* [REQUEST]:
Quote the lines of the listing below verbatim, starting at the line that contains "Practice step: locate the black" and ending at the line that contains "Practice step: locate the fence", with both of those lines included.

— Start of DATA RECORDS —

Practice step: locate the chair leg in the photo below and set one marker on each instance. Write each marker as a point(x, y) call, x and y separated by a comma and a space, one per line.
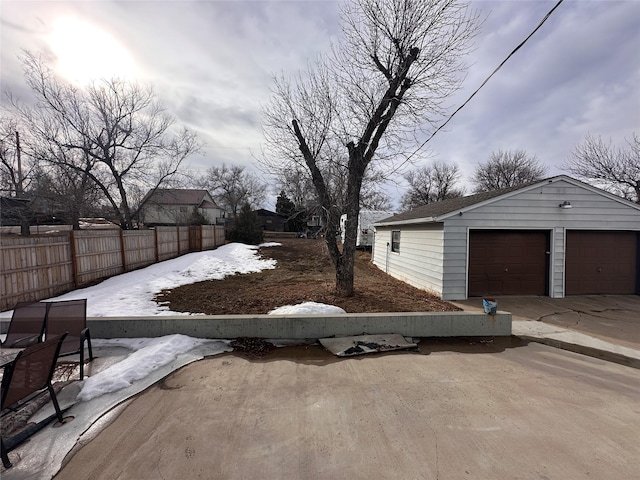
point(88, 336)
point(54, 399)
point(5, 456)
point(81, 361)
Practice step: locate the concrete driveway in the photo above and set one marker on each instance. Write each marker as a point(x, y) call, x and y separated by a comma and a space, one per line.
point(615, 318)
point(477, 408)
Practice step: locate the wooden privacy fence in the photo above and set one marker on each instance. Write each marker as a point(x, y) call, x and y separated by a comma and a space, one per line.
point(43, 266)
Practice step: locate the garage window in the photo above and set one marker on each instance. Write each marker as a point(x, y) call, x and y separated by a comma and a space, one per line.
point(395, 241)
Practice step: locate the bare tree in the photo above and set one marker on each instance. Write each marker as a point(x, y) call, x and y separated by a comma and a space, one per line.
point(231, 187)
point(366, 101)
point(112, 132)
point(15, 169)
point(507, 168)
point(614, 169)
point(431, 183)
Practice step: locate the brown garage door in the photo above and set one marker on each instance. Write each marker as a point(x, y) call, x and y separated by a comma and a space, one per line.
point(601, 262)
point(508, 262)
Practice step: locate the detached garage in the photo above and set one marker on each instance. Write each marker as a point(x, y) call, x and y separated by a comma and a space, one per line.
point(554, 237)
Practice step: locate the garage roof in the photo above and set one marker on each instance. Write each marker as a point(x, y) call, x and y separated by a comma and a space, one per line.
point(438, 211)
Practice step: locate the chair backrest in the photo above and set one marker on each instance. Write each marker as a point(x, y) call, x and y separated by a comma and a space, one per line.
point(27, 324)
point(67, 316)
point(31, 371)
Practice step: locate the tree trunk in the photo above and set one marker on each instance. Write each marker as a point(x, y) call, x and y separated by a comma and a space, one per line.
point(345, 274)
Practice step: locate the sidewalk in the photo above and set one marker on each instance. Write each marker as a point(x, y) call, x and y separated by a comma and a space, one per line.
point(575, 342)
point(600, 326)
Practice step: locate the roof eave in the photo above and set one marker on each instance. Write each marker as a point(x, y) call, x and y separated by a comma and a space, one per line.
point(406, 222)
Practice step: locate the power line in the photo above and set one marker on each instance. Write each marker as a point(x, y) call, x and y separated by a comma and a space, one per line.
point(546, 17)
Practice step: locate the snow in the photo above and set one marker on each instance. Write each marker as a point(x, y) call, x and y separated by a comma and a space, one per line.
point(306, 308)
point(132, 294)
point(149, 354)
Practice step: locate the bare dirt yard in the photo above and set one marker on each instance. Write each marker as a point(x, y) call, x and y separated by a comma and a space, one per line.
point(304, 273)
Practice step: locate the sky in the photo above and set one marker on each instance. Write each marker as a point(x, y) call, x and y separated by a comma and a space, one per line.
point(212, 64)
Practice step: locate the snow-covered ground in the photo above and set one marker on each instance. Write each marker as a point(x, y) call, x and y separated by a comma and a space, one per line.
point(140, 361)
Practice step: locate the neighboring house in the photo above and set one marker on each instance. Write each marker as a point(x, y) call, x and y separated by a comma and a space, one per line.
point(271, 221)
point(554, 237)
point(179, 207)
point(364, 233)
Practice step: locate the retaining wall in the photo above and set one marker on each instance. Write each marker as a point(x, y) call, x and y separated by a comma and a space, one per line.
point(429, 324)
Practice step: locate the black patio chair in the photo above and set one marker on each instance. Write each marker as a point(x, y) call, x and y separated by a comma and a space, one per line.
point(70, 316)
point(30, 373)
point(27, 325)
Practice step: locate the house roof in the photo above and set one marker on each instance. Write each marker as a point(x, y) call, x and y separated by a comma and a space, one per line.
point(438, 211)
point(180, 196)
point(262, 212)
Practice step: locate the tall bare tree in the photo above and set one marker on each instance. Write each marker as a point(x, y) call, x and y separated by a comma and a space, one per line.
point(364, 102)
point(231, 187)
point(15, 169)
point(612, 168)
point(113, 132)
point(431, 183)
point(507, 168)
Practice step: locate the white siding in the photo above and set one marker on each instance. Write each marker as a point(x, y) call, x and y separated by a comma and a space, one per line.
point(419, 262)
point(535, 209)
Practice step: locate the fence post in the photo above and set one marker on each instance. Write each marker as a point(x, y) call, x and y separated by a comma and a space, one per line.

— End of DATA RECORDS —
— Start of DATA RECORDS —

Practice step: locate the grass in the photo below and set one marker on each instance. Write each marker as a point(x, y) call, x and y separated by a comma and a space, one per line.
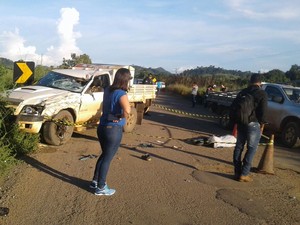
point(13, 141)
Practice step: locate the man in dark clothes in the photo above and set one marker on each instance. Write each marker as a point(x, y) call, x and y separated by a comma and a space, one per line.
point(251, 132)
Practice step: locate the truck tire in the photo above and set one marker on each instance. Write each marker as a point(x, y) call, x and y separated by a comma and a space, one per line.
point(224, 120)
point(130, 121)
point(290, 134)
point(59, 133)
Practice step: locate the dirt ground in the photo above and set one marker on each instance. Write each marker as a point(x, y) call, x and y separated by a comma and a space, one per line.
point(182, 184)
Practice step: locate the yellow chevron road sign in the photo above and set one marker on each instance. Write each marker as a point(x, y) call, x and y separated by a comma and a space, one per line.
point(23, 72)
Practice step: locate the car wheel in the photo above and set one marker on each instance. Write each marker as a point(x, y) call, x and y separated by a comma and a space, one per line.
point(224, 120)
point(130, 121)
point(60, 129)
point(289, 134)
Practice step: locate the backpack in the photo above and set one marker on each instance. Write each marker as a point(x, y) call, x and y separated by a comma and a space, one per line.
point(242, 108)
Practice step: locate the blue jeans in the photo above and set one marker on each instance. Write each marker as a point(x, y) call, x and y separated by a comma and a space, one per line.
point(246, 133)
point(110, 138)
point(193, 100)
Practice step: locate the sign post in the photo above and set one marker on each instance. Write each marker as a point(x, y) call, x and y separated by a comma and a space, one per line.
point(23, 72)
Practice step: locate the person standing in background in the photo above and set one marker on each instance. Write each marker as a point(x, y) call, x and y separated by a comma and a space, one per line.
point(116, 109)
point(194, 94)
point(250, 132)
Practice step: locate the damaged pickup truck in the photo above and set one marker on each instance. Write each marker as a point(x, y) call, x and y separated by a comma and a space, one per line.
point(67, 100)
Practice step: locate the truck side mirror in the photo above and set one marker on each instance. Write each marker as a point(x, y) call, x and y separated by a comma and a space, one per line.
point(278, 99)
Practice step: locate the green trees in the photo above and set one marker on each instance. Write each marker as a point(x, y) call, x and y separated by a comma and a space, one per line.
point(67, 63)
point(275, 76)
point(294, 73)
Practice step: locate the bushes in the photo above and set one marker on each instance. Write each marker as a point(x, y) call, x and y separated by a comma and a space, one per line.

— End of DATA RECORDS —

* [RESULT OF THIS TASK]:
Practice step: locate the black patio chair in the photo above and set one marker on each instance. Write each marker as a point(x, y) call, x and y separated by a comma and a space, one per line.
point(70, 316)
point(30, 373)
point(27, 325)
Practice step: locate the house roof in the photo above and set one marker on each instance. Write each marker as a point(x, y) call, x and y separated by a comma and a space, one per line.
point(438, 211)
point(180, 196)
point(262, 212)
Practice step: locate the tall bare tree in the photo above and set one marker on each instance. Write each marker as a point(x, y) call, x and y separated by a comma and a space, one per line.
point(364, 102)
point(231, 187)
point(15, 169)
point(612, 168)
point(113, 132)
point(431, 183)
point(507, 168)
Practice step: locate the white siding in the photo above and set one marker on each instance. Write each marker as a point(x, y) call, x and y separated by a comma and a space, one per line.
point(419, 262)
point(535, 209)
Practice step: locate the fence post in the photo above and set one marker on each instance. Write each marker as a point(x, y) call, x and y separated by a comma and a space, one per line.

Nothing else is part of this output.